DATA EXTRACT:
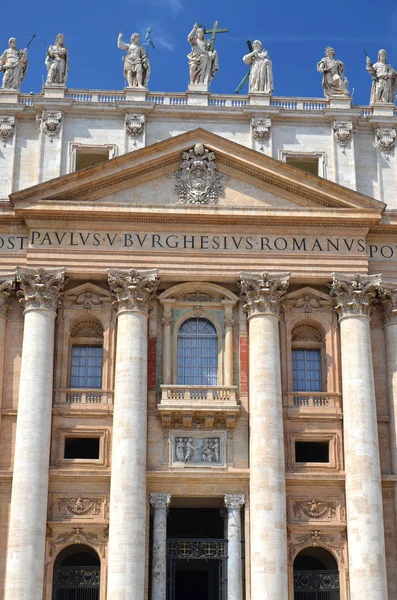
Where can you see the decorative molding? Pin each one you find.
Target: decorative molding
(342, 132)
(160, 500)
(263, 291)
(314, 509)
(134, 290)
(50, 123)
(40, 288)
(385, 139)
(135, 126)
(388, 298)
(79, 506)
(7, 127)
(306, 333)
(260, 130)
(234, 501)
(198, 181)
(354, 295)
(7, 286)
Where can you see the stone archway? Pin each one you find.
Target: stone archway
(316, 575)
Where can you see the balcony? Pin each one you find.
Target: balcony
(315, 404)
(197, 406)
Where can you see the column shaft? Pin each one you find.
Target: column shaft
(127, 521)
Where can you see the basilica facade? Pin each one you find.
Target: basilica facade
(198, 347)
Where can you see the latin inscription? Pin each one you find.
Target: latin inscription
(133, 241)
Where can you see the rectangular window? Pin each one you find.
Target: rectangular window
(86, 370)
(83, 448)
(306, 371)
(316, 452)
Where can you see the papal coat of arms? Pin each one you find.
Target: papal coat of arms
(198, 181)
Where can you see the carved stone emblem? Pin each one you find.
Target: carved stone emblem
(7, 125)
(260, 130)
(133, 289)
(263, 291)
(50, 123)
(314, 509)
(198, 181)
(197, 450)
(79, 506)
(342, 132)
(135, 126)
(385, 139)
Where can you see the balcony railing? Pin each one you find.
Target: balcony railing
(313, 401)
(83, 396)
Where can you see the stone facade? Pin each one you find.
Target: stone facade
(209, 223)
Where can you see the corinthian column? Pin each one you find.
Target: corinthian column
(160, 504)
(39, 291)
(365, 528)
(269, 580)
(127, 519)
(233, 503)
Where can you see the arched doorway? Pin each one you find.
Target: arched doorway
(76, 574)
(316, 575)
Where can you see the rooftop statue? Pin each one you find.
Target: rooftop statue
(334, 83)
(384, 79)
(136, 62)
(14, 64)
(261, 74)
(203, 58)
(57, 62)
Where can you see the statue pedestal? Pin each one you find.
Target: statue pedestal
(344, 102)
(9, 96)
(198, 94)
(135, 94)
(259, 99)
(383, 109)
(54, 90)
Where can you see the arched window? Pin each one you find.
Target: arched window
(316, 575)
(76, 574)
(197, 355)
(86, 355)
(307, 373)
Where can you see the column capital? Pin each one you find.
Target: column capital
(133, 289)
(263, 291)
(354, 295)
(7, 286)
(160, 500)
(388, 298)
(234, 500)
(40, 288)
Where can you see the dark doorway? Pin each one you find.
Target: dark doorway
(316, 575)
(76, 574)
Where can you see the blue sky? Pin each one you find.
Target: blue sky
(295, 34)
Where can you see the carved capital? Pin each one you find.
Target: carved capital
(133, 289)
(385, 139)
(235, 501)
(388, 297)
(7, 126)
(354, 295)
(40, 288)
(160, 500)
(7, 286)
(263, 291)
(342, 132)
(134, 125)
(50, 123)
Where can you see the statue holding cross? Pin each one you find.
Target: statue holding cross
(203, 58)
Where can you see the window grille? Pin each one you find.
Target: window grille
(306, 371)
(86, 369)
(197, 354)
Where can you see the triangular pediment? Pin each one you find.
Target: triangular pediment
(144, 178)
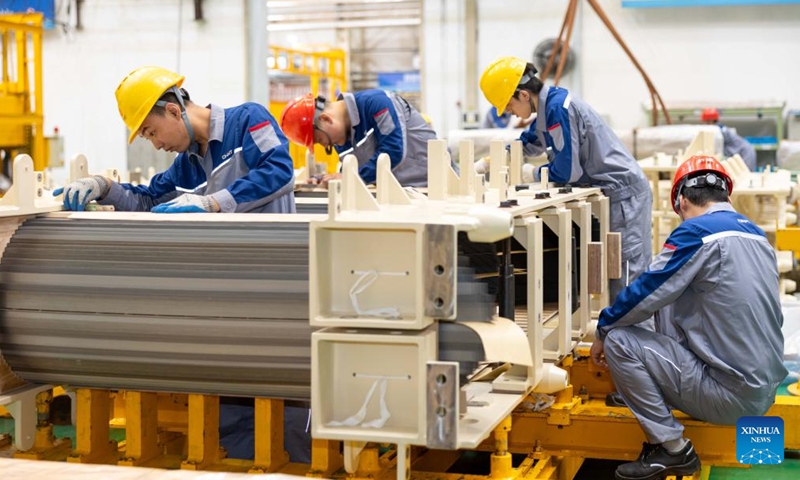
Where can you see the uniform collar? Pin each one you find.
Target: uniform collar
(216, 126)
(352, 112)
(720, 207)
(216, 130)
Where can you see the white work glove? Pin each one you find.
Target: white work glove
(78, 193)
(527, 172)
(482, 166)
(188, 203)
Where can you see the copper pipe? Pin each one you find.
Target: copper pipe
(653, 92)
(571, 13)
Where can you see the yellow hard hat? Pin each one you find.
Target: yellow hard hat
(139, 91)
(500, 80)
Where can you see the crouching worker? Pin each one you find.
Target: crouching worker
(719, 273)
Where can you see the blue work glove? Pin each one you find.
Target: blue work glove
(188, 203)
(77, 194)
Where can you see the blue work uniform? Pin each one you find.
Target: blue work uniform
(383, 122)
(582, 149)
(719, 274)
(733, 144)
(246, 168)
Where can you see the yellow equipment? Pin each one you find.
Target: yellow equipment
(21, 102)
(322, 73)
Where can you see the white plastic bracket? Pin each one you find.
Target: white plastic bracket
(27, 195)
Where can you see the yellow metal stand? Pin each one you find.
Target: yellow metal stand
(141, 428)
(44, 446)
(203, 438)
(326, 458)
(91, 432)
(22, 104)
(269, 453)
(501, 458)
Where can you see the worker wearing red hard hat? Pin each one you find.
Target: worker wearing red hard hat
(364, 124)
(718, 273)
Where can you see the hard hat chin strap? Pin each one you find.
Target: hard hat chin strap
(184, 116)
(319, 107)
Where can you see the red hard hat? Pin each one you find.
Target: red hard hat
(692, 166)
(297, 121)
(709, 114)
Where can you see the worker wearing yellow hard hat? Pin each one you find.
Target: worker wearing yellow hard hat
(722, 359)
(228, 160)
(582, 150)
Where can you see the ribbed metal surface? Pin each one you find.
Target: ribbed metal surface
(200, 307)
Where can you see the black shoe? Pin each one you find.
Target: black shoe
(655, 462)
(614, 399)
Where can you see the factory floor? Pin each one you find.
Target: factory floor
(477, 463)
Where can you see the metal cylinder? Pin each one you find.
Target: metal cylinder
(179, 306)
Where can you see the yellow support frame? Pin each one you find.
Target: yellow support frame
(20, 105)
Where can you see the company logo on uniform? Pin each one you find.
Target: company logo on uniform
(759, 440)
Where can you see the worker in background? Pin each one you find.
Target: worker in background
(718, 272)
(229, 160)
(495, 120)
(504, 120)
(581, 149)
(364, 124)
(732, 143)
...
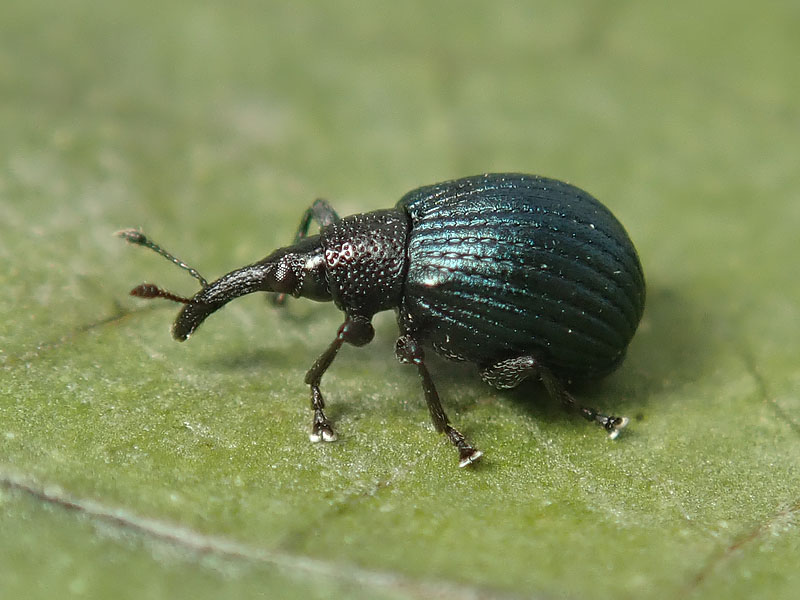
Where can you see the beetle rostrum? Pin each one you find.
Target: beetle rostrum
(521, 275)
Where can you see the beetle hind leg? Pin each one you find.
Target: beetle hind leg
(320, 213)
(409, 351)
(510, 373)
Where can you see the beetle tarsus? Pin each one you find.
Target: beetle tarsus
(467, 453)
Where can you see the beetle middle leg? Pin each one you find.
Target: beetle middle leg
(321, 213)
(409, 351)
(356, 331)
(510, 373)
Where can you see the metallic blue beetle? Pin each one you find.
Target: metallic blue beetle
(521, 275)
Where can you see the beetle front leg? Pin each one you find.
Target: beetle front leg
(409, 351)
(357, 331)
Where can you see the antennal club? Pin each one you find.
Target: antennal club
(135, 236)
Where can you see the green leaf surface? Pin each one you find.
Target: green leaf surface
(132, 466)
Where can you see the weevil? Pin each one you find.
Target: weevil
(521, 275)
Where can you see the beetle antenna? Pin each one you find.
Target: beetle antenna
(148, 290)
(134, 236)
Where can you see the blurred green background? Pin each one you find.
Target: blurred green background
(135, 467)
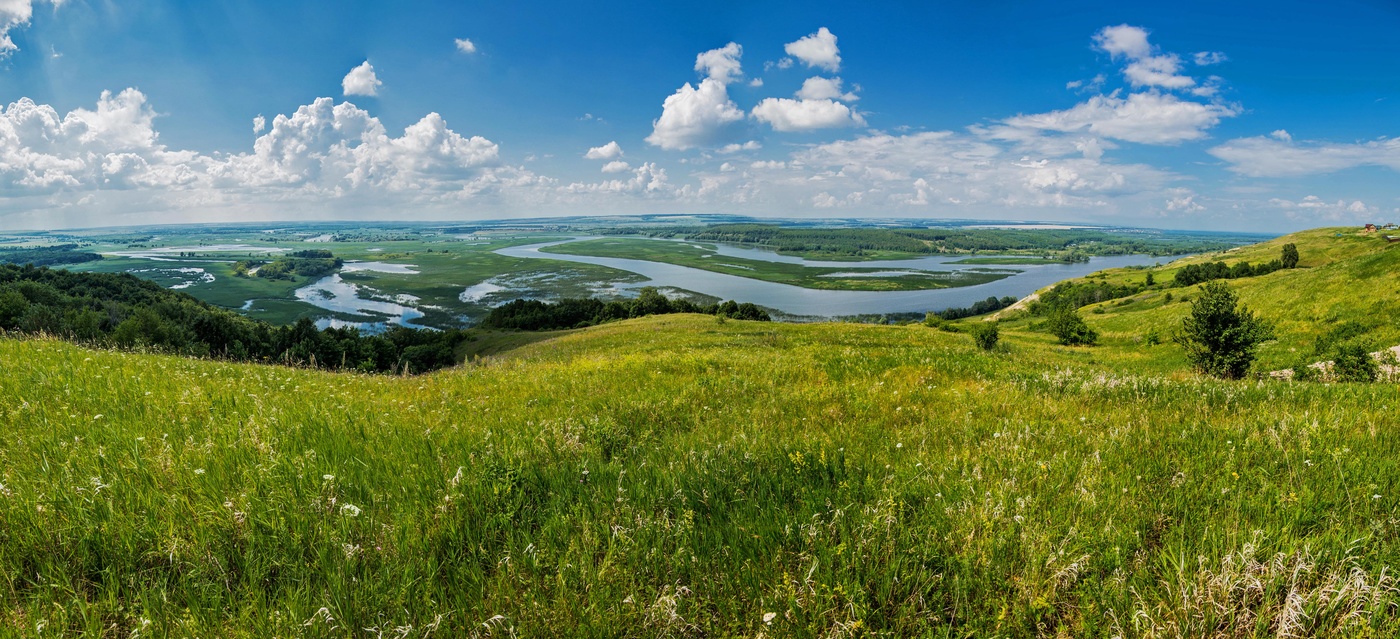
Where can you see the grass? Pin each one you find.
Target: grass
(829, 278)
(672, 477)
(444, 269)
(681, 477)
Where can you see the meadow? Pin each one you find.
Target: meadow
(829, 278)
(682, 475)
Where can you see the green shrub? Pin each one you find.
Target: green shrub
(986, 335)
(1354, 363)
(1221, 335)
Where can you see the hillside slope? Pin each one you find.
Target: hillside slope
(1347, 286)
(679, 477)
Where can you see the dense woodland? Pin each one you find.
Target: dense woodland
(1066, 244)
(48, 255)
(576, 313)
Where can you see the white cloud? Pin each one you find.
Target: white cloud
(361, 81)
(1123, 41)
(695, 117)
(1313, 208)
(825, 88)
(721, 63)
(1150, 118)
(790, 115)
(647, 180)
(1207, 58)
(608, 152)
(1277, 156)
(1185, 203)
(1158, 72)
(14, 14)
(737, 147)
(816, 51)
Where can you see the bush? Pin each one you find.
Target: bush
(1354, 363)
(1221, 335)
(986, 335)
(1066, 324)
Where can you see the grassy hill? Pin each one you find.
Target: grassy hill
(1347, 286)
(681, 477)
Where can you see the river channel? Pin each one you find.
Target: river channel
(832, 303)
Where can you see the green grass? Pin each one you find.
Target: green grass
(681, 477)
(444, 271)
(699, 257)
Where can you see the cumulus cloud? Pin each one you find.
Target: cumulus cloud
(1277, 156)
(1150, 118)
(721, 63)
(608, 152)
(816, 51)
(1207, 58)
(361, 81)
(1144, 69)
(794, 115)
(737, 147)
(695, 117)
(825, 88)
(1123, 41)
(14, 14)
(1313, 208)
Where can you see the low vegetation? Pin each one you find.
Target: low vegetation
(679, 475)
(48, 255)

EXERCISE DESCRIPTION: Identify each line above that contains the string "railing", matching case exactly, and copy every such line in full.

FINAL ANSWER:
Where can you see the balcony railing? Pin each one you find.
Target: balcony railing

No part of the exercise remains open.